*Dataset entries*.
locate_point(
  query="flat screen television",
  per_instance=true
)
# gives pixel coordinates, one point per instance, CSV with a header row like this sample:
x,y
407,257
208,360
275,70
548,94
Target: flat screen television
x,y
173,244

*WHAT NEEDS TO BE DONE*. Only the lines from the one with "per_instance=true" through the last line above should be restated, word for word.

*RESPONSE AREA*.
  per_instance=true
)
# gives pixel coordinates, one point per instance, CSV with a header row like this sample:
x,y
407,257
208,360
275,70
548,94
Target: flat screen television
x,y
173,244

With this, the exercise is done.